Written task >>
Turn every line of the items below into a numbered list, skipping any blank lines.

Supplied material >>

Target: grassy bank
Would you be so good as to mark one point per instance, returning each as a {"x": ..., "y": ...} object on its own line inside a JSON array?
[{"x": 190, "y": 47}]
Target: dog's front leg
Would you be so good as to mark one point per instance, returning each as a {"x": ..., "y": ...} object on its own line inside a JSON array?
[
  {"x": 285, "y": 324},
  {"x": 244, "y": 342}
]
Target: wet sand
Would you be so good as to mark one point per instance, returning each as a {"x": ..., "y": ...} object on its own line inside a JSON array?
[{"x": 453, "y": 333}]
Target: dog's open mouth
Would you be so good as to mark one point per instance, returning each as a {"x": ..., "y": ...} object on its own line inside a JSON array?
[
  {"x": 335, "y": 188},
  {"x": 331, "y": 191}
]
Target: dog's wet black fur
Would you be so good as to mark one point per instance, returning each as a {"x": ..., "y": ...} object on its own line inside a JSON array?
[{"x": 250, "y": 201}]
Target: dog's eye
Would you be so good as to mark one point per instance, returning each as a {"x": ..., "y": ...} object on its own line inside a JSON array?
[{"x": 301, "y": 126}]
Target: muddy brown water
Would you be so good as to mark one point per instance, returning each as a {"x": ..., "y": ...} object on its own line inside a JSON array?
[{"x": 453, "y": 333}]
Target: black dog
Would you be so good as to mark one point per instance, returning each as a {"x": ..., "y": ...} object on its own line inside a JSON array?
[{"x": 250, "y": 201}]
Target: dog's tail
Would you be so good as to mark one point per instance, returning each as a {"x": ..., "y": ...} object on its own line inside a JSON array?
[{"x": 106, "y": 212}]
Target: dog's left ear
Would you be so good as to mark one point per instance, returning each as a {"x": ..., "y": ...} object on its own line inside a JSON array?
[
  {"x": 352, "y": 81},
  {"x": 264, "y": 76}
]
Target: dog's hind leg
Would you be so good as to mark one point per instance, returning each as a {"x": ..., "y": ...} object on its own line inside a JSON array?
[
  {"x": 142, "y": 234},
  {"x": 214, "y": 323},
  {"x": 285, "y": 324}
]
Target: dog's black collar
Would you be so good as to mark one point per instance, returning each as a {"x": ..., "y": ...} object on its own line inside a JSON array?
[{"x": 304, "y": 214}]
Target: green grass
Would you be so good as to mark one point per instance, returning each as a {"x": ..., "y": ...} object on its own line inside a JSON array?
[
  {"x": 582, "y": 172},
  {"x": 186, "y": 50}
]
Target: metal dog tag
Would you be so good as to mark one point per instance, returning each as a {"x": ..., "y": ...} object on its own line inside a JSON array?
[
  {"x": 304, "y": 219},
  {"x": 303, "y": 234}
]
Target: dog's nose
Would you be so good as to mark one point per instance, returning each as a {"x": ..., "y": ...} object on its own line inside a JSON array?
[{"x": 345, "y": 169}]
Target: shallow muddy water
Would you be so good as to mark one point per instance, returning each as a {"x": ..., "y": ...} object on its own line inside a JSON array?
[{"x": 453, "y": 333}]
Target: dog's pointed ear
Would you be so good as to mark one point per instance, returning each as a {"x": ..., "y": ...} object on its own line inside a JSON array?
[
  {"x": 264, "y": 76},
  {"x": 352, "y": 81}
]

Response to the exercise >>
1. Target: grassy bank
2. Would you be so good as to mark one point per instance, returning each as a {"x": ..., "y": ...} object on its own line inside a JSON array?
3. [{"x": 190, "y": 47}]
4. Target: dog's front leg
5. Would you be so good as to mark one point per instance, returning each as a {"x": ..., "y": ...} object on its own line inside a JSON array?
6. [
7.   {"x": 285, "y": 324},
8.   {"x": 244, "y": 342}
9. ]
10. Target: wet sand
11. Would you be so good as to mark one point per instance, returning each as a {"x": ..., "y": ...} object on its own line inside a JSON array?
12. [{"x": 453, "y": 333}]
13. Target: dog's open mouth
14. Would you be so good as to mark one point per instance, returning each as a {"x": ..., "y": ...} object on its own line inside a JSON array?
15. [
16.   {"x": 335, "y": 188},
17.   {"x": 331, "y": 191}
18. ]
19. Target: dog's wet black fur
20. Would you be so good as to mark one point per instance, returning each as a {"x": ..., "y": ...} object on its own line inside a JSON array?
21. [{"x": 250, "y": 201}]
22. Target: dog's eye
23. Would you be so good as to mark one point per instance, returning each as a {"x": ..., "y": ...} object on its own line inside a JSON array?
24. [{"x": 301, "y": 126}]
25. Target: muddy brown water
26. Would you be so good as to mark one point per instance, returning each as a {"x": ..., "y": ...} object on its own line inside a JSON array?
27. [{"x": 453, "y": 333}]
28. Target: black dog
29. Would you be so good as to mark one point per instance, returning each as a {"x": ..., "y": ...} object on its own line inside a JSON array?
30. [{"x": 250, "y": 201}]
31. Target: dog's tail
32. Would you be so good as to mark one point per instance, returning each as a {"x": ..., "y": ...} object on its own line inside a JSON array?
33. [{"x": 106, "y": 212}]
34. Target: dog's left ear
35. Would you be so good as to mark one point per instance, returning each as a {"x": ..., "y": ...} object on its own line inside a JSON array?
36. [
37.   {"x": 352, "y": 81},
38.   {"x": 264, "y": 76}
39. ]
40. Target: dog's hind leg
41. Would you be so good as to mark one point per instance, returning each as a {"x": ..., "y": ...} object on its own line inside a JSON array?
42. [
43.   {"x": 142, "y": 234},
44.   {"x": 214, "y": 323},
45.   {"x": 285, "y": 324}
46. ]
47. Target: dog's black collar
48. Would you be so good as to mark one point per instance, returning each as a {"x": ..., "y": ...} object on its own line inside a JSON array?
49. [{"x": 304, "y": 214}]
50. Target: green grass
51. Would you be so good as to mark one point per instance, returning each as a {"x": ..., "y": ...} object on its own line inside a JSON array?
52. [
53.   {"x": 582, "y": 172},
54.   {"x": 186, "y": 50}
55. ]
56. Target: metal dog tag
57. Would you be so good as to mark one point per instance, returning each as a {"x": ..., "y": ...} object on its own line inside a JSON array?
58. [
59.   {"x": 304, "y": 219},
60.   {"x": 303, "y": 234}
61. ]
62. Target: dog's nose
63. Would you be so good as to mark one point per instance, returning each as a {"x": ..., "y": ...} object on its own line inside a JSON array?
64. [{"x": 345, "y": 169}]
65. Target: shallow muddy water
66. Would you be so good as to mark one point per instance, returning each as a {"x": ..., "y": ...} object on its own line inside a JSON array?
67. [{"x": 453, "y": 333}]
68. Target: dog's pointed ear
69. Would you be so good as to mark one point per instance, returning each as a {"x": ..., "y": ...} object on its own line inside a JSON array?
70. [
71.   {"x": 264, "y": 76},
72.   {"x": 352, "y": 81}
73. ]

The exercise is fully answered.